Work instruction =
Which lines of the entries below hold the word "item"? Report each of them.

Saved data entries
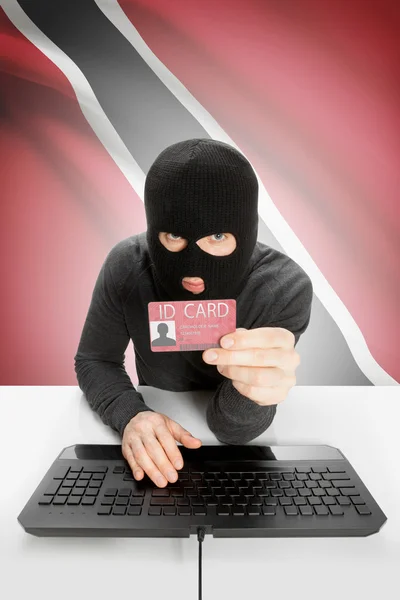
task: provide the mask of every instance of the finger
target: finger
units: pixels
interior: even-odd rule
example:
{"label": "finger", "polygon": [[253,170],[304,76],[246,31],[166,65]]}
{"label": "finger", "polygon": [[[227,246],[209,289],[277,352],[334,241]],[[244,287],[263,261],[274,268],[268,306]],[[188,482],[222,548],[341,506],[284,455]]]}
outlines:
{"label": "finger", "polygon": [[253,400],[260,406],[280,404],[285,400],[289,392],[288,388],[284,387],[255,387],[241,381],[232,381],[232,385],[240,394]]}
{"label": "finger", "polygon": [[122,450],[124,458],[127,460],[135,479],[142,479],[142,477],[144,477],[143,470],[137,464],[135,457],[133,456],[131,447],[128,444],[126,444],[122,448]]}
{"label": "finger", "polygon": [[228,333],[220,340],[222,347],[225,341],[232,339],[233,345],[226,348],[285,348],[294,347],[296,338],[294,334],[283,327],[258,327],[256,329],[237,329],[235,333]]}
{"label": "finger", "polygon": [[218,371],[224,377],[240,381],[255,387],[291,385],[288,374],[275,367],[239,367],[237,365],[218,365]]}
{"label": "finger", "polygon": [[167,480],[148,455],[142,440],[140,438],[135,437],[130,442],[130,446],[132,448],[132,453],[136,462],[150,477],[150,479],[159,487],[164,487],[165,485],[167,485]]}
{"label": "finger", "polygon": [[209,360],[210,350],[203,354],[203,359],[210,365],[239,365],[243,367],[278,367],[279,369],[295,369],[298,364],[298,353],[283,348],[249,348],[247,350],[223,350],[213,348],[217,358]]}
{"label": "finger", "polygon": [[[170,432],[167,430],[166,427],[164,429],[166,430],[167,436],[171,438],[172,443],[175,444],[174,438],[172,437]],[[146,436],[142,436],[142,442],[147,450],[147,454],[153,460],[157,469],[160,471],[160,473],[162,473],[165,479],[167,479],[167,481],[170,481],[171,483],[176,481],[178,479],[178,473],[173,467],[158,438],[154,434],[149,434]]]}
{"label": "finger", "polygon": [[201,440],[199,438],[195,438],[192,434],[184,429],[182,425],[179,425],[176,421],[169,421],[169,427],[171,428],[172,435],[174,438],[182,444],[182,446],[186,446],[186,448],[198,448],[201,445]]}
{"label": "finger", "polygon": [[171,464],[175,467],[175,469],[182,469],[183,467],[183,458],[180,453],[178,446],[176,445],[176,441],[171,431],[166,427],[166,425],[159,425],[154,428],[154,432],[159,440],[161,446],[164,448],[164,451],[169,458]]}

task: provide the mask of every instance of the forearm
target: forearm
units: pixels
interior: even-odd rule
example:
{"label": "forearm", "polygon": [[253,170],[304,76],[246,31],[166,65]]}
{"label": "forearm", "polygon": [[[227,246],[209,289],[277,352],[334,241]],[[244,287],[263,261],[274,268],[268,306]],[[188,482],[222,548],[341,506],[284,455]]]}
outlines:
{"label": "forearm", "polygon": [[225,444],[246,444],[271,425],[276,404],[260,406],[240,394],[231,380],[223,381],[207,406],[207,424]]}
{"label": "forearm", "polygon": [[90,407],[120,435],[125,426],[142,411],[151,411],[136,391],[125,367],[116,362],[75,357],[75,372],[80,389]]}

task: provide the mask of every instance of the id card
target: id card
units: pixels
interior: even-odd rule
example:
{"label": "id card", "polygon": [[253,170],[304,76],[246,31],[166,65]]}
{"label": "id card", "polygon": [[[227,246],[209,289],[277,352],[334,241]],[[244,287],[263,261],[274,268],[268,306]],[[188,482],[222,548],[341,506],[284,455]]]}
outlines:
{"label": "id card", "polygon": [[236,331],[236,300],[149,302],[148,310],[153,352],[220,348],[222,336]]}

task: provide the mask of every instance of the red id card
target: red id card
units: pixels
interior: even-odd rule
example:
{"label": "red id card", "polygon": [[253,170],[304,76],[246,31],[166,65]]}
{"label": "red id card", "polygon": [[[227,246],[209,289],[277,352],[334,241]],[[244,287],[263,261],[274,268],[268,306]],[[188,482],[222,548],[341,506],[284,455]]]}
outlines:
{"label": "red id card", "polygon": [[153,352],[220,348],[222,336],[236,331],[236,300],[149,302],[148,309]]}

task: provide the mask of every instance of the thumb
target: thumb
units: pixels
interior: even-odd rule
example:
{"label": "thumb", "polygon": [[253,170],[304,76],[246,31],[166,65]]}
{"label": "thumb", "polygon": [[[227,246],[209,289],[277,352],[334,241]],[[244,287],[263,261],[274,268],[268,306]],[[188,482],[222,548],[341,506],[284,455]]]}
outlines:
{"label": "thumb", "polygon": [[192,434],[189,431],[187,431],[187,429],[184,429],[176,421],[171,420],[170,424],[172,429],[172,435],[183,446],[186,446],[187,448],[192,448],[194,446],[197,448],[199,442],[201,444],[201,440],[199,440],[199,438],[193,437]]}

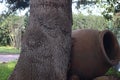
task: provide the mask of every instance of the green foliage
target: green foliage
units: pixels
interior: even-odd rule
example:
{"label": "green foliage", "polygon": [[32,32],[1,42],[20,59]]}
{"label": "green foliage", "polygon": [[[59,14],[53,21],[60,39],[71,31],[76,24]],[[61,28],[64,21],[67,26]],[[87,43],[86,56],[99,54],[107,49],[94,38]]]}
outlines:
{"label": "green foliage", "polygon": [[0,63],[0,80],[8,80],[8,77],[12,73],[16,61],[9,63]]}
{"label": "green foliage", "polygon": [[107,21],[102,16],[88,15],[84,16],[82,14],[74,14],[73,15],[73,27],[72,29],[98,29],[103,30],[106,29]]}
{"label": "green foliage", "polygon": [[102,12],[102,15],[106,20],[112,20],[113,14],[115,11],[115,4],[113,2],[110,2],[109,4],[104,4],[105,10]]}
{"label": "green foliage", "polygon": [[8,8],[12,11],[29,7],[29,0],[5,0],[5,2],[9,4]]}
{"label": "green foliage", "polygon": [[[27,12],[24,17],[24,27],[25,28],[28,26],[28,21],[29,21],[29,12]],[[24,30],[25,30],[25,28],[24,28]]]}
{"label": "green foliage", "polygon": [[[21,31],[24,27],[24,17],[9,15],[0,21],[0,46],[20,46]],[[19,43],[19,44],[18,44]]]}
{"label": "green foliage", "polygon": [[120,78],[120,72],[118,72],[117,70],[115,70],[114,68],[110,68],[108,70],[108,72],[106,73],[106,75],[109,75],[109,76],[116,76],[116,77],[119,77]]}
{"label": "green foliage", "polygon": [[7,26],[0,27],[0,45],[6,46],[10,45],[10,38],[9,38],[9,30],[7,29]]}

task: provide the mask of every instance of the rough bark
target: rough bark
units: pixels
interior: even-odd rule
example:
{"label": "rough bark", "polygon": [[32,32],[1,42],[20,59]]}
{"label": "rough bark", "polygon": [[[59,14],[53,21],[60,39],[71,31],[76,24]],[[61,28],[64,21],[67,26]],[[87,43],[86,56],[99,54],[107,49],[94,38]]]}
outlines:
{"label": "rough bark", "polygon": [[66,80],[71,50],[71,0],[31,0],[29,26],[8,80]]}

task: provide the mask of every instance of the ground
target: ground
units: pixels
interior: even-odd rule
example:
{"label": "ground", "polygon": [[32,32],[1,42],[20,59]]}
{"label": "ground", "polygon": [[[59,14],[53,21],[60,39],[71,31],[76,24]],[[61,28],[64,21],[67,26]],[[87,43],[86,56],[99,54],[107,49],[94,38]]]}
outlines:
{"label": "ground", "polygon": [[0,63],[14,61],[19,58],[19,54],[0,54]]}

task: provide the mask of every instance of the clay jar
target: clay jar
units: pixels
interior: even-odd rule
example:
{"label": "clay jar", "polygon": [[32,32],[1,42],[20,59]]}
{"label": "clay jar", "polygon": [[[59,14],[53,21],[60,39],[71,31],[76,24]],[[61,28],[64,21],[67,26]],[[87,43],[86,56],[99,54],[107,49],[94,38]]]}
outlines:
{"label": "clay jar", "polygon": [[91,80],[104,75],[119,59],[119,45],[111,31],[92,29],[72,32],[71,66],[69,80]]}

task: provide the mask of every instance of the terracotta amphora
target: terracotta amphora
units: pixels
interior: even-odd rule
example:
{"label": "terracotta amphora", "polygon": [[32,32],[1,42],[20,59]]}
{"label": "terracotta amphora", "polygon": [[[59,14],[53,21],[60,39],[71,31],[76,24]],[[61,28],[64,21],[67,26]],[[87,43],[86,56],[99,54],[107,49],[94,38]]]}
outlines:
{"label": "terracotta amphora", "polygon": [[119,61],[119,44],[109,30],[75,30],[72,40],[69,80],[92,80]]}

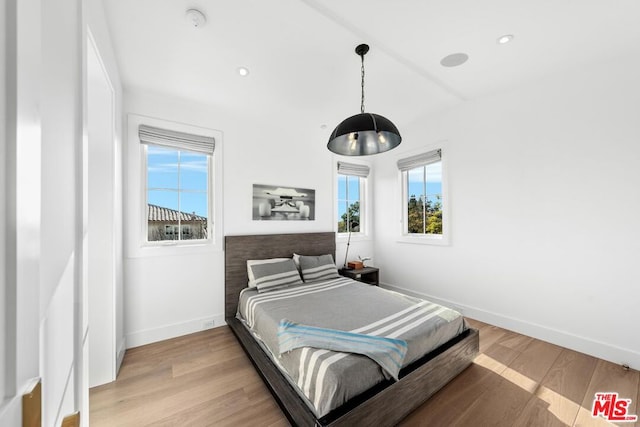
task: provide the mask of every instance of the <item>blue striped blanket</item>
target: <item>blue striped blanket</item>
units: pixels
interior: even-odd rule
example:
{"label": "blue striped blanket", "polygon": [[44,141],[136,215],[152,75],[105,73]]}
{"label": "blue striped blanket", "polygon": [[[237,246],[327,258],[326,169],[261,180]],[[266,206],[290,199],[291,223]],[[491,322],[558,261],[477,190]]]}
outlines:
{"label": "blue striped blanket", "polygon": [[300,347],[362,354],[396,380],[407,354],[404,340],[301,325],[287,319],[278,325],[278,343],[280,354]]}

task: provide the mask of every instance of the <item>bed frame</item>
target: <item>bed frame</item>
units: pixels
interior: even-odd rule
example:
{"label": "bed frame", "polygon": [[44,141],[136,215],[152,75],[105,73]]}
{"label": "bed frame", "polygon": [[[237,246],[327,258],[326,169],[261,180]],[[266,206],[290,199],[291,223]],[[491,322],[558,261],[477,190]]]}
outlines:
{"label": "bed frame", "polygon": [[295,426],[397,424],[467,368],[478,354],[478,331],[469,329],[400,371],[398,382],[385,381],[318,419],[269,356],[236,319],[240,291],[247,286],[248,259],[332,254],[335,233],[265,234],[225,237],[225,320]]}

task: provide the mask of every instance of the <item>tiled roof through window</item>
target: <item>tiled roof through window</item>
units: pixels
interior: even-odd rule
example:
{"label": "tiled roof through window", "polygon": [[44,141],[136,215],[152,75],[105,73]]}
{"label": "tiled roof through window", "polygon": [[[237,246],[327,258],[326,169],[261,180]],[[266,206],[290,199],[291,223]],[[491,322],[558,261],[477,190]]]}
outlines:
{"label": "tiled roof through window", "polygon": [[156,205],[147,205],[147,217],[149,221],[163,221],[163,222],[171,222],[171,221],[206,221],[207,218],[196,215],[193,213],[179,212],[174,209],[165,208],[162,206]]}

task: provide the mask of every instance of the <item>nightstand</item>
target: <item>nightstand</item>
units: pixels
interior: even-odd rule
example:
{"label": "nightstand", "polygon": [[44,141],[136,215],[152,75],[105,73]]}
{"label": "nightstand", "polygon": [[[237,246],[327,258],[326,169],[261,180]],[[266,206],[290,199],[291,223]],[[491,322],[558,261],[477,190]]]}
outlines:
{"label": "nightstand", "polygon": [[341,276],[350,277],[362,283],[378,286],[380,284],[378,276],[379,271],[380,269],[376,267],[364,267],[350,270],[341,268],[338,270],[338,273],[340,273]]}

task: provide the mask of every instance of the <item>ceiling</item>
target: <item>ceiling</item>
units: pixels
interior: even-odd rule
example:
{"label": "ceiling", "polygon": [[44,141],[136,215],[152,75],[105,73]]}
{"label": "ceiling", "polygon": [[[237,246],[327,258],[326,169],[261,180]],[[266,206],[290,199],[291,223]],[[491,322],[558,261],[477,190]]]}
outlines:
{"label": "ceiling", "polygon": [[[287,117],[328,134],[360,108],[425,113],[616,57],[640,57],[638,0],[104,0],[126,89]],[[188,9],[207,22],[194,28]],[[511,43],[496,40],[513,34]],[[440,60],[469,60],[446,68]],[[240,77],[237,69],[250,74]]]}

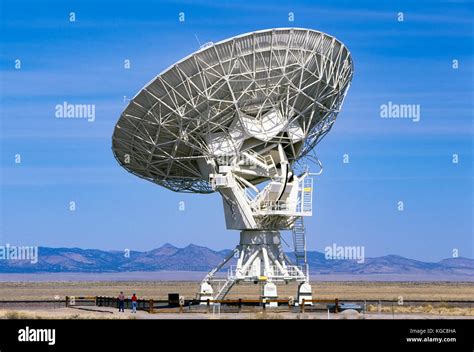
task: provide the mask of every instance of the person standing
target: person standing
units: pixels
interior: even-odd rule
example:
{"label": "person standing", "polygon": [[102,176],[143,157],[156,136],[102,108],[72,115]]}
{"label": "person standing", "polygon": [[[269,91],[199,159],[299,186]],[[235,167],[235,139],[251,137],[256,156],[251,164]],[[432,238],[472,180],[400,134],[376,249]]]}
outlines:
{"label": "person standing", "polygon": [[137,312],[137,301],[138,301],[137,295],[134,293],[132,295],[132,313]]}
{"label": "person standing", "polygon": [[120,294],[117,297],[118,299],[118,309],[119,312],[124,312],[124,307],[125,307],[125,295],[123,294],[122,291],[120,291]]}

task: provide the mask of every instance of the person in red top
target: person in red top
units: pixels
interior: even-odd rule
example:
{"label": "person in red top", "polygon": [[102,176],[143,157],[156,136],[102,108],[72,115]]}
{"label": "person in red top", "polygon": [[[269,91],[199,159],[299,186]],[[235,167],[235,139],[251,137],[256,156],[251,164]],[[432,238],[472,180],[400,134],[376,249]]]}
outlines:
{"label": "person in red top", "polygon": [[132,295],[132,313],[136,313],[137,312],[137,295],[134,293]]}

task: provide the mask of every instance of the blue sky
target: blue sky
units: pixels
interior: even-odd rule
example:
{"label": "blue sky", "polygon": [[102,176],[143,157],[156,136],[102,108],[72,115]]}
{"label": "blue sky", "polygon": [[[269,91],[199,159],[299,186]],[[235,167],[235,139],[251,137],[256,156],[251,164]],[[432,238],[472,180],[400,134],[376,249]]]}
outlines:
{"label": "blue sky", "polygon": [[[220,196],[173,193],[127,173],[111,152],[113,128],[123,97],[197,50],[198,40],[303,27],[337,37],[355,64],[343,110],[317,146],[325,170],[306,221],[309,249],[358,245],[366,256],[432,261],[458,249],[472,258],[472,5],[3,0],[0,244],[234,247],[238,232],[226,230]],[[64,101],[95,104],[95,121],[55,118]],[[382,119],[389,101],[419,104],[421,120]]]}

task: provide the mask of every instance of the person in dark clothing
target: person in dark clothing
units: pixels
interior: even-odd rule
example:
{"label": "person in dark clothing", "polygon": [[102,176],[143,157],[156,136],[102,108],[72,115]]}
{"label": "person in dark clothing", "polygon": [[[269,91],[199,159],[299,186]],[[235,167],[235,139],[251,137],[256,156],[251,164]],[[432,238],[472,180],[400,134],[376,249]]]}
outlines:
{"label": "person in dark clothing", "polygon": [[120,294],[118,295],[117,300],[118,300],[119,312],[123,312],[124,307],[125,307],[125,295],[123,294],[122,291],[120,291]]}

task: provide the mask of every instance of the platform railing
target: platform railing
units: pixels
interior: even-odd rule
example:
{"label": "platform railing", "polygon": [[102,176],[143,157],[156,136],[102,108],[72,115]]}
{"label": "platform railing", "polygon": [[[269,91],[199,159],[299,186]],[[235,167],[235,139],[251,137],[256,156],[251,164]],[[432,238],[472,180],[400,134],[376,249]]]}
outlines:
{"label": "platform railing", "polygon": [[265,281],[265,280],[305,280],[303,268],[297,265],[287,265],[285,270],[281,270],[277,265],[270,265],[269,270],[264,270],[263,275],[260,270],[249,267],[244,272],[241,272],[236,265],[231,265],[228,269],[227,277],[232,280],[247,280],[247,281]]}

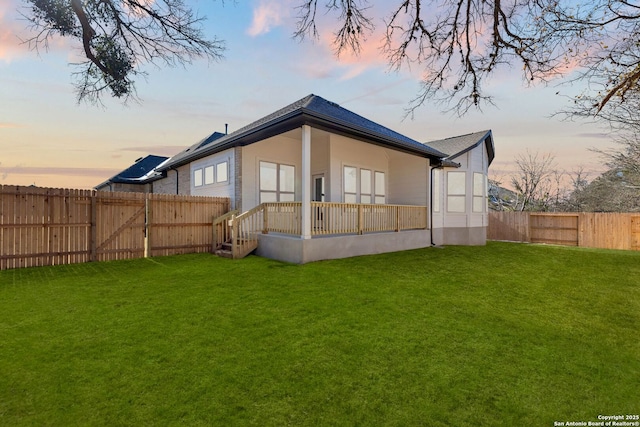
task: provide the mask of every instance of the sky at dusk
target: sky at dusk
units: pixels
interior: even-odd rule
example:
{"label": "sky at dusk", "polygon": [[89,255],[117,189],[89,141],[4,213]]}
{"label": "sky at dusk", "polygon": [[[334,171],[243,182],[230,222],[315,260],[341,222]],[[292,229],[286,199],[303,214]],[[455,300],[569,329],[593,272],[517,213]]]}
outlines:
{"label": "sky at dusk", "polygon": [[420,69],[389,70],[379,52],[382,21],[360,56],[336,58],[331,27],[315,41],[292,39],[299,0],[187,2],[206,15],[206,34],[225,41],[224,59],[147,65],[148,77],[136,83],[139,102],[105,98],[93,106],[78,104],[72,85],[79,46],[56,39],[47,51],[30,50],[21,43],[30,37],[24,4],[0,0],[0,185],[92,188],[139,157],[172,156],[224,132],[225,123],[231,132],[310,93],[421,142],[491,129],[494,177],[529,150],[553,154],[560,169],[592,171],[593,179],[602,167],[589,149],[612,146],[596,125],[551,117],[569,102],[556,92],[577,88],[527,87],[518,65],[485,82],[496,107],[460,118],[426,105],[403,119]]}

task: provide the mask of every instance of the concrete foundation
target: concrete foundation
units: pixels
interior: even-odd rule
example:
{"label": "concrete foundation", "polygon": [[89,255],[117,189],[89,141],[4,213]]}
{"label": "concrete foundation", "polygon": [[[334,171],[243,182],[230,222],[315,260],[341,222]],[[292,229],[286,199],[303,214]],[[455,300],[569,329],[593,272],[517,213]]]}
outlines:
{"label": "concrete foundation", "polygon": [[314,237],[306,240],[280,234],[261,234],[256,254],[279,261],[304,264],[325,259],[398,252],[429,246],[431,246],[430,230]]}
{"label": "concrete foundation", "polygon": [[433,241],[437,245],[484,246],[487,244],[487,228],[434,228]]}

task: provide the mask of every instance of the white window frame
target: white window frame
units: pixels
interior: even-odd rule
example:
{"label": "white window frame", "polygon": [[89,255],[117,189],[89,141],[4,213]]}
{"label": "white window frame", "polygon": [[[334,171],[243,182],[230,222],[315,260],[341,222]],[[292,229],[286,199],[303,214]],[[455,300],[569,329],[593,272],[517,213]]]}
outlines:
{"label": "white window frame", "polygon": [[202,168],[195,169],[193,171],[193,186],[202,187],[203,183],[204,183],[204,177],[203,177]]}
{"label": "white window frame", "polygon": [[[364,174],[368,173],[369,177],[365,178],[363,176],[363,173]],[[368,191],[365,188],[366,185],[369,186]],[[373,203],[373,200],[374,200],[373,172],[371,172],[371,169],[361,168],[360,169],[360,203],[371,204]]]}
{"label": "white window frame", "polygon": [[[461,182],[460,182],[461,181]],[[447,172],[447,212],[465,213],[467,210],[467,173]]]}
{"label": "white window frame", "polygon": [[[220,179],[220,168],[224,165],[224,179]],[[229,182],[229,162],[216,163],[216,183]]]}
{"label": "white window frame", "polygon": [[[379,185],[378,177],[382,175],[382,185]],[[380,188],[382,187],[382,188]],[[376,205],[384,205],[387,203],[387,174],[381,171],[375,171],[373,174],[373,192],[374,203]]]}
{"label": "white window frame", "polygon": [[[276,170],[276,189],[275,190],[271,190],[271,189],[263,189],[262,188],[262,164],[269,164],[269,165],[275,165],[275,170]],[[293,169],[293,191],[289,191],[289,190],[284,190],[284,185],[286,183],[282,182],[282,167],[286,166],[286,167],[290,167]],[[259,198],[260,198],[260,203],[265,203],[265,201],[263,200],[263,195],[266,194],[271,194],[274,195],[275,197],[275,201],[276,202],[289,202],[289,201],[294,201],[295,200],[295,187],[296,187],[296,167],[295,165],[288,165],[285,163],[275,163],[275,162],[269,162],[266,160],[260,160],[258,163],[258,194],[259,194]]]}
{"label": "white window frame", "polygon": [[473,173],[473,212],[484,212],[486,205],[486,175],[480,172]]}
{"label": "white window frame", "polygon": [[[353,170],[353,191],[347,188],[347,169]],[[344,165],[342,167],[342,200],[344,203],[358,203],[358,168]]]}
{"label": "white window frame", "polygon": [[213,165],[204,168],[204,185],[210,185],[216,182],[215,167]]}
{"label": "white window frame", "polygon": [[[354,171],[355,184],[353,188],[347,188],[347,171]],[[363,172],[369,172],[369,190],[363,193]],[[382,177],[382,185],[378,185],[376,181],[378,177]],[[387,202],[387,173],[376,171],[369,168],[360,168],[357,166],[342,166],[342,201],[344,203],[361,203],[361,204],[385,204]],[[348,190],[355,191],[348,191]],[[368,198],[367,198],[368,197]]]}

Worked solution =
task: provide the mask of every instance of the <item>blue striped blanket</item>
target: <item>blue striped blanket</item>
task: provide the mask of every instance of the <item>bed frame</item>
target: <item>bed frame</item>
task: provide the mask of every instance of the <item>tiled roof through window</item>
target: <item>tiled roof through window</item>
task: provide the mask of every instance of the <item>nightstand</item>
target: <item>nightstand</item>
task: provide the mask of every instance of the <item>ceiling</item>
target: <item>ceiling</item>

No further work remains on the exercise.